▸ **WHAT YOU WILL DO**
Reproduce verbatim only the lines from the one containing "the yellow crane" through the last line below, both included.

A run of records:
#####

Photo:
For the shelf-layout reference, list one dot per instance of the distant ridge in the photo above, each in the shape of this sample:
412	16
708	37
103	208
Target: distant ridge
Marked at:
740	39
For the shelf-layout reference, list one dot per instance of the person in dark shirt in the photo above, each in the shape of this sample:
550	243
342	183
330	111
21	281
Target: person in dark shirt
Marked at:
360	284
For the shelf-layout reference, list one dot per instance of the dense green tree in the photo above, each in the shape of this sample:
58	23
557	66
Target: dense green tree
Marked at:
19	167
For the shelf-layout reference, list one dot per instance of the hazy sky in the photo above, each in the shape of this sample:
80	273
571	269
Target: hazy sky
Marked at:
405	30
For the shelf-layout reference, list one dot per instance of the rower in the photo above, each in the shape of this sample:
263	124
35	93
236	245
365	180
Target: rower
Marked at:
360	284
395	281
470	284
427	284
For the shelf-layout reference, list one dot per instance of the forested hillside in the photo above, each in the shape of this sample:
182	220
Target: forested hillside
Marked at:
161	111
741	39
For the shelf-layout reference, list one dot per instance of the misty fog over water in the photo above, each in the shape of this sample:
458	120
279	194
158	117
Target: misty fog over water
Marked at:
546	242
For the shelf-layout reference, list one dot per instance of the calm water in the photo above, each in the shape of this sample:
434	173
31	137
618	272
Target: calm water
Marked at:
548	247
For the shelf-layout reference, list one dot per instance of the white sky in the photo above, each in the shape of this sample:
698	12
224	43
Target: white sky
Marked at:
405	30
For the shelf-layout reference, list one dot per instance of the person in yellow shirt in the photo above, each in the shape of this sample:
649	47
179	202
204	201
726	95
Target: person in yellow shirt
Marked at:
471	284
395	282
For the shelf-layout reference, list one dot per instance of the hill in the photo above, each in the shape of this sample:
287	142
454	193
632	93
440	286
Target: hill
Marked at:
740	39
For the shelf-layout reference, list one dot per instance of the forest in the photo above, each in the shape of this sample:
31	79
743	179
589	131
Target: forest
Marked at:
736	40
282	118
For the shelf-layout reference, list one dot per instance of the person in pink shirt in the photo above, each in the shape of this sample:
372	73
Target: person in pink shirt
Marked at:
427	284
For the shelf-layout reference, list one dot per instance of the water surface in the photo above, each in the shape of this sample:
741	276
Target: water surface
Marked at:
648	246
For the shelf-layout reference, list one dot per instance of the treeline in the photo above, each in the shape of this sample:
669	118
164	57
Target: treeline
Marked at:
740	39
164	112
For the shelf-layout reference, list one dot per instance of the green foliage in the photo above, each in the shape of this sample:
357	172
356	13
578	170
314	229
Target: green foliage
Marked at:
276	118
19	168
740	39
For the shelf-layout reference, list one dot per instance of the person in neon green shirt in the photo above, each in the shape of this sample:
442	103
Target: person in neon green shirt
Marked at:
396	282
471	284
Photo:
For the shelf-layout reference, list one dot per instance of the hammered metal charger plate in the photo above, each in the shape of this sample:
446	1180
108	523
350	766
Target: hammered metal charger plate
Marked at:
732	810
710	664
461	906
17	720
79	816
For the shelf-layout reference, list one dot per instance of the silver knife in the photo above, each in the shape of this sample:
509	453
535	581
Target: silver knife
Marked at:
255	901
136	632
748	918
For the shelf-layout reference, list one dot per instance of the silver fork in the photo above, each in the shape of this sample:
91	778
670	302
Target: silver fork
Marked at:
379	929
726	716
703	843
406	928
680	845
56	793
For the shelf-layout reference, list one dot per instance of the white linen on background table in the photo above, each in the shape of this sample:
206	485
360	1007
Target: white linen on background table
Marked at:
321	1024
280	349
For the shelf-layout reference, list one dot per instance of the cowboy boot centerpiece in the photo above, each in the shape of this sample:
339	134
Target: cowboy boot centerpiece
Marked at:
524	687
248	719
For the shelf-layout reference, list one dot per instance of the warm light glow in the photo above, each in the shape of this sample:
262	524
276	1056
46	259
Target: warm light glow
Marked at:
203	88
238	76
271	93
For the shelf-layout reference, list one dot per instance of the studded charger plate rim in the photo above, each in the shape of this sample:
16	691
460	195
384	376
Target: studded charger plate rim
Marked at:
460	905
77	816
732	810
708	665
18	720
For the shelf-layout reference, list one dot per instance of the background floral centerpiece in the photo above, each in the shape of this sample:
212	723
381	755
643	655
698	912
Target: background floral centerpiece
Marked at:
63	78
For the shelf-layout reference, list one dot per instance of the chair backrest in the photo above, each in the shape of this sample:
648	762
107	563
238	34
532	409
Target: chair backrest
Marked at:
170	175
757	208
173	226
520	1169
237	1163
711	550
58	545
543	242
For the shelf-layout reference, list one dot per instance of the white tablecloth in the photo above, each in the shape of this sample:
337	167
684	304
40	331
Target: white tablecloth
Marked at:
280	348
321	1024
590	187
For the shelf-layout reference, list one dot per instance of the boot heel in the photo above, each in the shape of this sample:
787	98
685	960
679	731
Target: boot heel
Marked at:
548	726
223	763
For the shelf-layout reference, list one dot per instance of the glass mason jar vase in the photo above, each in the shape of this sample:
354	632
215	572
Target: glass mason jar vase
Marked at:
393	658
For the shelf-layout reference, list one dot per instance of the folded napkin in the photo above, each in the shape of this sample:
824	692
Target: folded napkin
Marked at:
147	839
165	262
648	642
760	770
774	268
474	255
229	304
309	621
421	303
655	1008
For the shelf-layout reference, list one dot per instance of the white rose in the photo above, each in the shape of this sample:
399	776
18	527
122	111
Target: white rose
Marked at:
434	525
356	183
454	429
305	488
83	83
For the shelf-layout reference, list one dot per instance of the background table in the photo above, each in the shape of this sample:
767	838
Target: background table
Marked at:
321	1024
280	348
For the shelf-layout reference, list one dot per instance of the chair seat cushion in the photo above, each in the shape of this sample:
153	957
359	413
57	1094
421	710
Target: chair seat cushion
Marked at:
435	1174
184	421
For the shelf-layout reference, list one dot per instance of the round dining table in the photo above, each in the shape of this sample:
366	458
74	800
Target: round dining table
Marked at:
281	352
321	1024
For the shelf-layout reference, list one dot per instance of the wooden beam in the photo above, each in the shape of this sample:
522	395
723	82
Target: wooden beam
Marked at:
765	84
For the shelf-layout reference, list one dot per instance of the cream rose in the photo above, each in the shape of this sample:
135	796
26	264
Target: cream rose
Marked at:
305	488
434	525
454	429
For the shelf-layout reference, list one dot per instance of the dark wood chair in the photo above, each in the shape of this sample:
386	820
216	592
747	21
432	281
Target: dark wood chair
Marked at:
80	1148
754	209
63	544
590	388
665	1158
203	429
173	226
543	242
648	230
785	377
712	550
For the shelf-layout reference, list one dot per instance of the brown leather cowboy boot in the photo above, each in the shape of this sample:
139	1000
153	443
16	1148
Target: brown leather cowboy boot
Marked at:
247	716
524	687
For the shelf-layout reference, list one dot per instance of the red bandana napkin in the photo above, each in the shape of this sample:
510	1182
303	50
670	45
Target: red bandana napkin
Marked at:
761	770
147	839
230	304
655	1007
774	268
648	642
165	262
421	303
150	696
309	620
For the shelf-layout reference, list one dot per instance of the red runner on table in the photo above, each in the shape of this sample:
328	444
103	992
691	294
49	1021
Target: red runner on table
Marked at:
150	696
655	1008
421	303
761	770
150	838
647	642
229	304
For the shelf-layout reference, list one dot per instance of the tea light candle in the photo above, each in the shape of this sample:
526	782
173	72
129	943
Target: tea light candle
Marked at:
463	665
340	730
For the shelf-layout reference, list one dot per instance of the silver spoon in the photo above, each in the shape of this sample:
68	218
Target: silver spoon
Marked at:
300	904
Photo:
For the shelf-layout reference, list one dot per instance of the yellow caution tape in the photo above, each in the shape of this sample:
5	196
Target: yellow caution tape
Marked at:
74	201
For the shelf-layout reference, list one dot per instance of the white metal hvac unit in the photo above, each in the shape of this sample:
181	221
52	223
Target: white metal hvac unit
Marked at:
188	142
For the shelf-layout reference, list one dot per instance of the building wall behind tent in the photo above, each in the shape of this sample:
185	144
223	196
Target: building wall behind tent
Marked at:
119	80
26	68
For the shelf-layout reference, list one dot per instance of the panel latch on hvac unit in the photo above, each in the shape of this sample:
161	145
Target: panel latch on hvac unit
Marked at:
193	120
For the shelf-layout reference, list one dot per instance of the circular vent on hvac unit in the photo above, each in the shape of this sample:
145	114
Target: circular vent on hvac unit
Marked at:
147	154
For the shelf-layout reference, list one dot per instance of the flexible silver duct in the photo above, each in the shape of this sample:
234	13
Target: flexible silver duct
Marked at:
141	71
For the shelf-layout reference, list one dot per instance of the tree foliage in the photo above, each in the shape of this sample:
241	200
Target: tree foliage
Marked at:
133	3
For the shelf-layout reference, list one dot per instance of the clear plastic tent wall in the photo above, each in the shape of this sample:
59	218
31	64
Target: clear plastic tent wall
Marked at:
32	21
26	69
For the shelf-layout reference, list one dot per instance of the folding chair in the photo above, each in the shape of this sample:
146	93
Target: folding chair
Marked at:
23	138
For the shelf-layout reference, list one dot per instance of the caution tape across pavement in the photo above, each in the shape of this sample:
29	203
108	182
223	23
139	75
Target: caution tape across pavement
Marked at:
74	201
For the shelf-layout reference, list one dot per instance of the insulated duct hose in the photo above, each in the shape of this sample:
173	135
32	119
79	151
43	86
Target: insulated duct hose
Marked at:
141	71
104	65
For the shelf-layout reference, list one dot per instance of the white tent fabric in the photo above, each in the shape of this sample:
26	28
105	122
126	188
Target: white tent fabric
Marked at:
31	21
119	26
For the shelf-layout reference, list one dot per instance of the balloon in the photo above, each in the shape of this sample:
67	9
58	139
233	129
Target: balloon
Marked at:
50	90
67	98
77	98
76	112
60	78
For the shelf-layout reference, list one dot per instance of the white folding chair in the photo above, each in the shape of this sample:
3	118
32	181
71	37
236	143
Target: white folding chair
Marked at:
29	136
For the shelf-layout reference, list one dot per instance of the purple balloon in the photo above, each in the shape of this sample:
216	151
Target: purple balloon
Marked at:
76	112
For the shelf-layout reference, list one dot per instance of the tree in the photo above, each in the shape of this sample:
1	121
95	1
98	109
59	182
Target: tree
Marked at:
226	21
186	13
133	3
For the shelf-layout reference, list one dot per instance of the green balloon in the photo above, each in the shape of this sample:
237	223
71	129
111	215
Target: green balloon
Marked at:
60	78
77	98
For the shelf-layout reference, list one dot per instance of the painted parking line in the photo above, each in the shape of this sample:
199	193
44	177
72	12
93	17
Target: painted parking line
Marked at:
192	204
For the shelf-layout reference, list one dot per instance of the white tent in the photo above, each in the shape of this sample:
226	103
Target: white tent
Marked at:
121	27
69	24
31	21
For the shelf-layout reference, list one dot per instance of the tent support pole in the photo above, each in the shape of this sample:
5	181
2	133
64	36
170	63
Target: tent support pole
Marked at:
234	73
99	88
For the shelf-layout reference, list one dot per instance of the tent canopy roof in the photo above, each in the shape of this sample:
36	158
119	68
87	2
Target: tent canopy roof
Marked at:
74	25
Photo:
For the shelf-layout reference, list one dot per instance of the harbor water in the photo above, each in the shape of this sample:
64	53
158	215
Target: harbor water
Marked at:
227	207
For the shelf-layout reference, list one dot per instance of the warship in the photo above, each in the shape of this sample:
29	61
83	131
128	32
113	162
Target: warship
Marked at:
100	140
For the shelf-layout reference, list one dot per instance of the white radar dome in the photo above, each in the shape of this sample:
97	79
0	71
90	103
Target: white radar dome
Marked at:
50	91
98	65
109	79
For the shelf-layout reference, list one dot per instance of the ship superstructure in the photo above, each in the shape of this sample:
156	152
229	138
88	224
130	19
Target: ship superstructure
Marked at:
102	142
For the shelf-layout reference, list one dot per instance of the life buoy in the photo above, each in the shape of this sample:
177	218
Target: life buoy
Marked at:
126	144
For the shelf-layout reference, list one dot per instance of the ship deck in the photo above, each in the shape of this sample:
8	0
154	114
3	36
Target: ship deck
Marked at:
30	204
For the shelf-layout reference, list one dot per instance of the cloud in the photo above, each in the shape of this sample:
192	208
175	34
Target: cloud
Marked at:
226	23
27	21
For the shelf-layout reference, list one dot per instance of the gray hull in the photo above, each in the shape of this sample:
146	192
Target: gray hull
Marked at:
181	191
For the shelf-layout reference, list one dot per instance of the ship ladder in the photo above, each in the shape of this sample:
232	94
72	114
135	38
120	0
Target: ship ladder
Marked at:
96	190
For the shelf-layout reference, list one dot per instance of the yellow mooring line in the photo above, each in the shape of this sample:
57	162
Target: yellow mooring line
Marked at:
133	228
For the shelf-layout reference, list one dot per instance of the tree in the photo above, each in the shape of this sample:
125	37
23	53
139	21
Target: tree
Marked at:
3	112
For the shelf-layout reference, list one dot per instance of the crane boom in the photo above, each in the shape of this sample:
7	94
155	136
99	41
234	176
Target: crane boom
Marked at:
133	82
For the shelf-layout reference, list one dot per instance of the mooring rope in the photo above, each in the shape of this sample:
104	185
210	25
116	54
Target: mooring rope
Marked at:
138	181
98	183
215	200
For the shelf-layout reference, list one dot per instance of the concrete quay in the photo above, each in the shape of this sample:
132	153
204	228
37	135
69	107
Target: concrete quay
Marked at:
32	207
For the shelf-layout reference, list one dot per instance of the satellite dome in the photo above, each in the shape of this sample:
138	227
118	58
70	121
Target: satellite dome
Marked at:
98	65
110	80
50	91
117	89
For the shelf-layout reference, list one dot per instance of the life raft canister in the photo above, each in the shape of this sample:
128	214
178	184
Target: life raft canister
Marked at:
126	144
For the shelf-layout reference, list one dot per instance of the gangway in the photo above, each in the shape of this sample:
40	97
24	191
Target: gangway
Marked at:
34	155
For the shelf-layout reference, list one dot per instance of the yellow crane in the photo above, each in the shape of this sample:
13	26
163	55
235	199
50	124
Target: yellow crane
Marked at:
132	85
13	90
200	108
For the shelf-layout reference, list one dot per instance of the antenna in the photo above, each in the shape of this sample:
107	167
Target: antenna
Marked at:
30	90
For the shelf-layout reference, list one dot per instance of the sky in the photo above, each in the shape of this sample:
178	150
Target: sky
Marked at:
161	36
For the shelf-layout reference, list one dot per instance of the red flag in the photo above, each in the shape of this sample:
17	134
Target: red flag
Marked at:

#####

▸ **EXPECTED ANSWER**
For the shelf-layout reference, list one dot per instance of the yellow crane in the photo above, each in the shape of this sample:
13	26
163	55
235	199
50	124
Target: yellow crane
Marked at:
132	85
13	90
200	108
For the shelf-layout reference, list one dot per instance of the antenna in the photo above, each in the shape of this sample:
107	167
Target: antenna
Marked at:
30	90
For the shelf-layout reference, list one dot per instance of the sky in the photo above, each in the shape of this sample:
178	150
Target: sky
Marked at:
161	36
For the shelf-layout reference, list one dot per instance of the red flag in the photo above, each in the shape of this sample:
17	134
Target: red flag
Marked at:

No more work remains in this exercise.